__VORLIEGENDER TEXTAUSZUG__.
----------------------------------------
Nur schon das Wiedersehen mit dem stets grossartigen Bruce Dern macht diesen jüngsten Film von Alexander Payne zu einem Vergnügen. Der 77jährige Veteran, einst auf Psychopathen und cholerische Ausraster spezialisiert, spielt Woody Grant, einen alten Alkoholiker, von dem die Frau und seine beiden erwachsenen Söhne den Eindruck haben, er sei nicht mehr so ganz zurechnungsfähig.
Insbesondere, als er sich zu Fuss auf den Weg aus Montana nach Nebraska machen will, weil er einen dieser Briefe mit dem „Sie haben gewonnen“-Trick erhalten hat. Woody will seine Million persönlich abholen, da seine Frau sich nachvollziehbar weigert, ihn zu fahren.
Schliesslich fasst sich Sohn David ein Herz, lässt sich im Hifi-Laden krankschreiben und fährt mit seinem Vater los, in der Hoffnung, noch einmal ein paar gemeinsame Tage für beide erleben zu können.
Es ist eine Straight Story, welche Alexander Payne hier in schönem Schwarzweiss auftischt, ein klassisches Roadmovie mit einem Hauch von The Last Picture Show, etlichen Sentimentalitäten und vor allem mit einer grosszügigen Ladung lakonischer Witzchen.
Schon die Eröffnungssequenz, in der ein Streifenpolizist neben dem wackelig ausschreitenden Alten anhält und ihn fragt, wo er den hin wolle, setzt den Ton. Woody zeigt stumm gerade aus. Und auf die Frage, wo er herkomme, zeigt er mit dem Daumen hinter sich.
Der grösste Teil der Geschichte spielt in dem Ort, aus dem Woody und seine Frau seinerzeit weggezogen sind, im Kreise der Familie und der alten Freunde (oder auch weniger freundlichen alten Rivalen, wie sich herausstellen wird). Und da verbreitet sich natürlich die Nachricht, dass der Alte Millionär geworden sei, wie ein Lauffeuer. Alle wollen an der Freude teilhaben, einige wollen auch ans Geld, und die Söhne können noch so lange versichern, der Vater sei auf einen Werbetrick hereingefallen: Das wird als Schutzbehauptung abgetan.
----------------------------------------
__BEREITGESTELLTES MATERIAL__.
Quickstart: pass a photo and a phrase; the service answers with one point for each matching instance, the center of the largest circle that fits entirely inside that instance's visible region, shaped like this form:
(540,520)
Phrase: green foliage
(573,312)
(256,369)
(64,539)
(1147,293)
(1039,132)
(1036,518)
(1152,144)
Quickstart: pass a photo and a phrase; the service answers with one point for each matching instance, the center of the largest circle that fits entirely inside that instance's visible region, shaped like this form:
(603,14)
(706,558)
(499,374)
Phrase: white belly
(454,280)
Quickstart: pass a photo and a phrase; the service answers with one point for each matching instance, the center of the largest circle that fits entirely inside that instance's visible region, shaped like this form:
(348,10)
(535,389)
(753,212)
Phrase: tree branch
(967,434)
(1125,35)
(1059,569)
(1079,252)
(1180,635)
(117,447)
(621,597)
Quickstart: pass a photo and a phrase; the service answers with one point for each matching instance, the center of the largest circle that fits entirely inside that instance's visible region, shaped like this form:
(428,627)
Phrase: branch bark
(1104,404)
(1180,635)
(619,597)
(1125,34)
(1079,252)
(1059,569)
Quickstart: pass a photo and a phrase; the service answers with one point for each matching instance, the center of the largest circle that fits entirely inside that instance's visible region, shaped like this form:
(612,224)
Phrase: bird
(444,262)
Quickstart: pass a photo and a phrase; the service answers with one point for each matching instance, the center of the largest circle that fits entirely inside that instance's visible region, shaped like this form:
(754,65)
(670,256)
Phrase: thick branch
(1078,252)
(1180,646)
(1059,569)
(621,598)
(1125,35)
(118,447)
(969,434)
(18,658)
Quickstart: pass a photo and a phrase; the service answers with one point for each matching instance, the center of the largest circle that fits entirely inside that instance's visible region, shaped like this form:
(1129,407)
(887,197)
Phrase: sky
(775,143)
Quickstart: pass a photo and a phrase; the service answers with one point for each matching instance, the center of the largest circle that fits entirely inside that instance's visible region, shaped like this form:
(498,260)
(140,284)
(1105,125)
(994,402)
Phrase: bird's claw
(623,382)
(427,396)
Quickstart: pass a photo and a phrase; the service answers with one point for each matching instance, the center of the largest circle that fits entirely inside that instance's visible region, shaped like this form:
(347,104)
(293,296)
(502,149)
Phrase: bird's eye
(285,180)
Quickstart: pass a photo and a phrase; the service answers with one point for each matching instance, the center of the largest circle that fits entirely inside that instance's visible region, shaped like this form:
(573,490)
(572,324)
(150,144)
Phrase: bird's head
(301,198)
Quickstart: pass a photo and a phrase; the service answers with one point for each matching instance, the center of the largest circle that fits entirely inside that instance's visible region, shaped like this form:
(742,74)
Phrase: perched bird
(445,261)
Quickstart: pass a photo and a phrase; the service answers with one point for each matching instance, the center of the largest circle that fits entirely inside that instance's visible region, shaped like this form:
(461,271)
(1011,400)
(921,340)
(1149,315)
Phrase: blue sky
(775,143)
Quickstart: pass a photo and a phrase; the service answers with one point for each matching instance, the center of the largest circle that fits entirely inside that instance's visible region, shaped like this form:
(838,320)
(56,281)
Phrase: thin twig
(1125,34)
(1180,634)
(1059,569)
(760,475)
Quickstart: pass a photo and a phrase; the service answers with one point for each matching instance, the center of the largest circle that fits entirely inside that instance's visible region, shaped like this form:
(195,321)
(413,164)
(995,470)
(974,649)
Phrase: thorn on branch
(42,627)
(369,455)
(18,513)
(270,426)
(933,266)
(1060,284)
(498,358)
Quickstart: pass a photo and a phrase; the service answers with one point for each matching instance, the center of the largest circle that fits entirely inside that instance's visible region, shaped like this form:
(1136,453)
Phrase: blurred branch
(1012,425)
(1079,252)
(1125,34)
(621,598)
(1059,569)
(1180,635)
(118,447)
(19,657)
----------------------------------------
__AUFGABENSTELLUNG__.
(a) Beantworte anhand der Filmbesprechung die folgenden Fragen:
(i) Wie alt ist Bruce Dern?
(ii) In welchem Geschäft lässt sich Sohn David krankschreiben?
(iii) Wie antwortet Woody dem Streifenpolizisten auf die Frage, wo er herkomme?
(b) Schreibe die Filmbesprechung über Woody Grants Reise nach ihrem letzten Satz weiter.

__LÖSUNGEN JE AUFGABE__.
(a)
(i) Bruce Dern ist 77 Jahre alt.
(ii) David lässt sich im Hifi-Laden krankschreiben.
(iii) Woody zeigt mit dem Daumen hinter sich.

(b)
Wie sich aus Erzählungen und Begegnungen in der Kleinstadt langsam ein neues Bild des Vaters für die Söhne ergibt, das ist schön und spannend. Man hat zwar dauernd das Gefühl, das alles irgendwie schon einmal gesehen zu haben, aber daraus ergibt sich der schöne Effekt, dass man sich mit den Figuren in ihrer Geschichte zuhause fühlt.
Die grosse Qualität des Films besteht allerdings darin, dass er der üblichen Americana-Nostalgie, dem Kleinstadtgefühl und Retrorummel konsequent entgegen tritt. Da wird nichts idealisiert, im Gegenteil: Die alten Zeiten waren hart und der Umgang der Menschen untereinander schon immer von Konflikten, Neid und Eifersucht geprägt.
Wenn Woody gestützt von seinen Söhnen sich die zerfallende Treppe in seinem Elternhaus hochkämpft, erst stumm in sein eigenes Zimmer von damals blickt, und dann ins Elternschlafzimmer geht, dann packt einen bereits eine stellvertretende Sentimentalität. Dann aber erklärt der Alte, wenn er als Junge in dieses Zimmer gegangen wäre, hätte es Schläge gesetzt, und: „Ich schätze, heute wird mich niemand dafür schlagen…“
Die Kühnheit und den beissenden Witz von About Schmidt mit Jack Nicholson erreicht Nebraska nicht. Aber der Film geht doch auf Distanz zur direkten, schamlosen Bedienung des Publikums, wie sie Alexander Payne etwa mit Sideways ein wenig zu befliessen praktizierte.